[Records from a collection]
━━━
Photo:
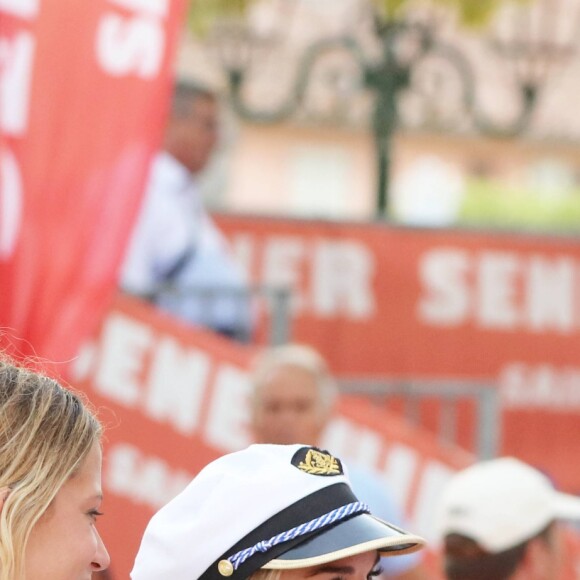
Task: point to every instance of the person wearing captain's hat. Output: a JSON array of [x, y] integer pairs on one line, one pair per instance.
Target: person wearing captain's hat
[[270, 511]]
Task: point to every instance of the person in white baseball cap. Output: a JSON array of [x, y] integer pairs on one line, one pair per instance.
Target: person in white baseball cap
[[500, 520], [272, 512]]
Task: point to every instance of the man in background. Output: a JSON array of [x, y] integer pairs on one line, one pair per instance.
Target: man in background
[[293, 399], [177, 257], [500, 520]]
━━━
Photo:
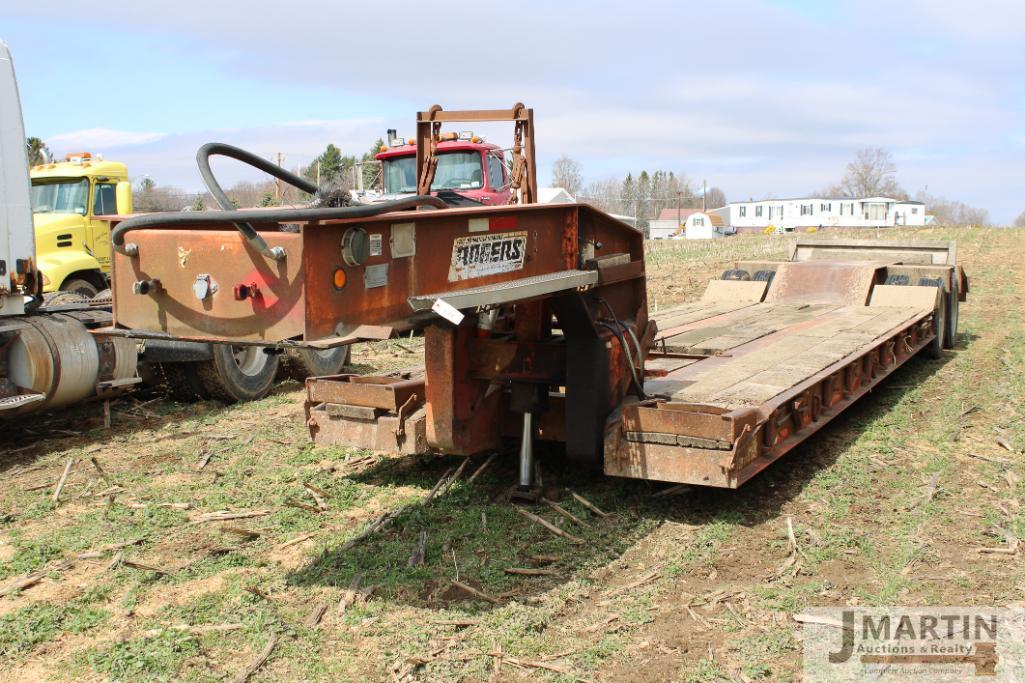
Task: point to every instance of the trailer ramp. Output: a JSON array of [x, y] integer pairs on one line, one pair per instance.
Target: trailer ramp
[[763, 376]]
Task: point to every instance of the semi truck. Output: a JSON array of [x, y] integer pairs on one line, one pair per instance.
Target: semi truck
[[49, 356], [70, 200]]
━━━
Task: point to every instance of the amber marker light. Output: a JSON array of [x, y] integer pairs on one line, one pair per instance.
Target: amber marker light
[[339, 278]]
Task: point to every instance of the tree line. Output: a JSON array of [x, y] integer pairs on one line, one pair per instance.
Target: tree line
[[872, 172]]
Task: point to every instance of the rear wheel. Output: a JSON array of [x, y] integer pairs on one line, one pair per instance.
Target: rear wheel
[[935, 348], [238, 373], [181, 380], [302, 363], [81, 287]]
━━━
> TASK TO COMPLETE
Count the lines in the records that contain the word "baseball". Give only the number.

> OUTPUT FOR THIS EXERCISE
2